> [What you will do]
[a] Pull the passage of the essay about wanting to be funny from "As far back" to "is an escape.", copied word for word.
[b] Write the next part of the essay about wanting to be funny, picking up after its final sentence.

> [Text extract]

--- --- ---

I Always Wanted to Be Funny

But looks aren't everything.

I always wanted to be funny. 

When I was a small child, I would do my best to entertain my mother. It was more than just a job or a hobby or anything like that. It was who I was meant to be. Since then, it has taken on its own form.

The oldest memory I have of trying to entertain my mother was when I was three. I would intentionally put on silly outfits and make silly faces. She would say things like "If you keep doing that your face is going to freeze like that" or my favorite: "You're funny..." long pause as I beam from ear to ear "...but looks aren't everything..."

I would tell jokes and be silly as a defense mechanism. I always wanted to be funny.

As far back as I can remember, I was always a sad boy. I knew I was sad much before the world knew. The first time I remember feeling sad was when my parents divorced when I was five. I would stay up late to watch TV. Laughing is my escape. Telling jokes is my escape. Watching silly movies is an escape.

--- --- ---

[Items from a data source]
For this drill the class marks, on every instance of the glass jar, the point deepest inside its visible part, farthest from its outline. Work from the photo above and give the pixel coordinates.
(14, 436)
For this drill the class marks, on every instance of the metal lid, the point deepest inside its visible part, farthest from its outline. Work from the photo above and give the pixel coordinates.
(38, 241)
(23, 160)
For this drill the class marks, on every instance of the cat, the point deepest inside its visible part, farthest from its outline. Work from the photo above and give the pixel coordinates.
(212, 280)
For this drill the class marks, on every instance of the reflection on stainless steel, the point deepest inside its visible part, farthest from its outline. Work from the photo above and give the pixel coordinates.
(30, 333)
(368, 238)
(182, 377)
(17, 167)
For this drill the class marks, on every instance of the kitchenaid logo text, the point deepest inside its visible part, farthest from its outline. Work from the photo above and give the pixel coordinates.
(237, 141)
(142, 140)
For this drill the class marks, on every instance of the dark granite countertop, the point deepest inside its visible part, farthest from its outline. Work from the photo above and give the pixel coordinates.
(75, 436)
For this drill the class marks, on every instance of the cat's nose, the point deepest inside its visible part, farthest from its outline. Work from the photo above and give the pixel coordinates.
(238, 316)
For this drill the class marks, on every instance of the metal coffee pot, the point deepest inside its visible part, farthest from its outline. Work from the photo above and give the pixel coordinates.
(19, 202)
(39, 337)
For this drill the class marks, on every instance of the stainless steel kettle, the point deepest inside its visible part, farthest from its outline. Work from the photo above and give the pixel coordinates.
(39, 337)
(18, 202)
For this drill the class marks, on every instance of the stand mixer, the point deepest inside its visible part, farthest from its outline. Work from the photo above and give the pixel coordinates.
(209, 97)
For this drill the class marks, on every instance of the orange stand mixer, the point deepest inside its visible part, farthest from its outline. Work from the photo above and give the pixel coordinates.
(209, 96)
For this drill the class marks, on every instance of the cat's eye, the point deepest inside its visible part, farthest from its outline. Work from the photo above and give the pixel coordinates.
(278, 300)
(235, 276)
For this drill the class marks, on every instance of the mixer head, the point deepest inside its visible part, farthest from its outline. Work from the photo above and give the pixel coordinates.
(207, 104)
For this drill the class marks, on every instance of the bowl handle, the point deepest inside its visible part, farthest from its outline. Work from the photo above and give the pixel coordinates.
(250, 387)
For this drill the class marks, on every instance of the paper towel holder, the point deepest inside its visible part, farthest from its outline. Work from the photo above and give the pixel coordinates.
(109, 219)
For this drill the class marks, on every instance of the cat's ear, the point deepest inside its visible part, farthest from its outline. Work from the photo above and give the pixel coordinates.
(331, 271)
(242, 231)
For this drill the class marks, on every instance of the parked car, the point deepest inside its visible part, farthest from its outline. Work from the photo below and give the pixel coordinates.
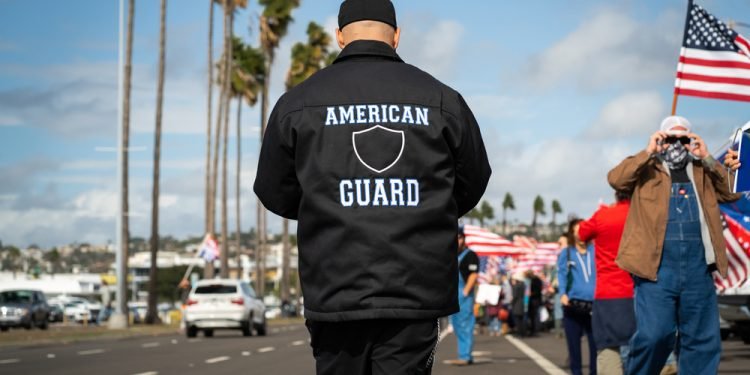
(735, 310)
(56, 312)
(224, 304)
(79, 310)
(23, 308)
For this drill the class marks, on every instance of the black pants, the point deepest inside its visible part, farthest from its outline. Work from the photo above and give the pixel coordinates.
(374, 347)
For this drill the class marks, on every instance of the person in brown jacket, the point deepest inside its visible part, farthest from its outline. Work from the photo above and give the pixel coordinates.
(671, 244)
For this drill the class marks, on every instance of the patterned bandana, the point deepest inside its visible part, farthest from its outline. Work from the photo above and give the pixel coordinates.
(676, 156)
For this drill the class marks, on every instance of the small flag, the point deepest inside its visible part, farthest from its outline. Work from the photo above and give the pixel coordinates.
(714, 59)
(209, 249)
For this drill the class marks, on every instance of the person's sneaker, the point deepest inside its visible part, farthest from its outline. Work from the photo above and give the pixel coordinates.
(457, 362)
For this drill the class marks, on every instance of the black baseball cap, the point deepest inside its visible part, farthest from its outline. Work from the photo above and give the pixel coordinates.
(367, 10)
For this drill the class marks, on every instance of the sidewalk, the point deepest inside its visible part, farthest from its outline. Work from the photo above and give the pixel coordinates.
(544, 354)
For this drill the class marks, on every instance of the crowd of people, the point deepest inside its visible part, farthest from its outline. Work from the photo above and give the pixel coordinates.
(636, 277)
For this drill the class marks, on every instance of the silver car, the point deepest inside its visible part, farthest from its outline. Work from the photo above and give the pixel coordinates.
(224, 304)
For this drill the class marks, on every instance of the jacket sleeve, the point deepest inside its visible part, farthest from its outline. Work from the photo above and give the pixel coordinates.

--- --- ---

> [The responses]
[a]
As far back as I can remember, I was always a sad boy. I knew I was sad much before the world knew. The first time I remember feeling sad was when my parents divorced when I was five. I would stay up late to watch TV. Laughing is my escape. Telling jokes is my escape. Watching silly movies is an escape.

[b]
In my teenage years, the sadness got much worse. I blame pubic hormones. I blame my inability to fit in with any social groups. I sheltered myself. I never hung out with people outside of school. I did whatever I could to avoid social interactions. I would stay in my room and watch Adam Sandler movies until the VHS cassette was broken. I knew every word to every Andrew Dice Clay nursery rhyme. I rented every comedy at Blockbuster (and Tommy K's, a local Connecticut video store). I would do anything to laugh and make others laugh.

When I was a teenager my mother started her descent that ultimately led to her dying. She was constantly sick with mysterious ailments. I mean, they weren't mysterious as much as I didn't care to hear her out. I wanted comedy to fix the problem. It was my defense mechanism. 

I would sit by her bed and tell her jokes. She would tell me jokes back. Here favorite? Why did Dr. Pepper come in cans and bottles?

Mothers shouldn't tell jokes like this.

Dr. Pepper came in cans and bottles because his wife died.

My mother had a dark sense of humor. It's where I got half of my humor. We'll talk about the dad jokes half of my humor later.

When I was 16, my mother was lying in bed. Jokes weren't working. She wasn't smiling or reacting, except to ask me to get her ice to eat. She liked eating ice, which, I still have no idea why. I ran to the kitchen, took too long to get her ice. She screamed "RONNY! Where are you?"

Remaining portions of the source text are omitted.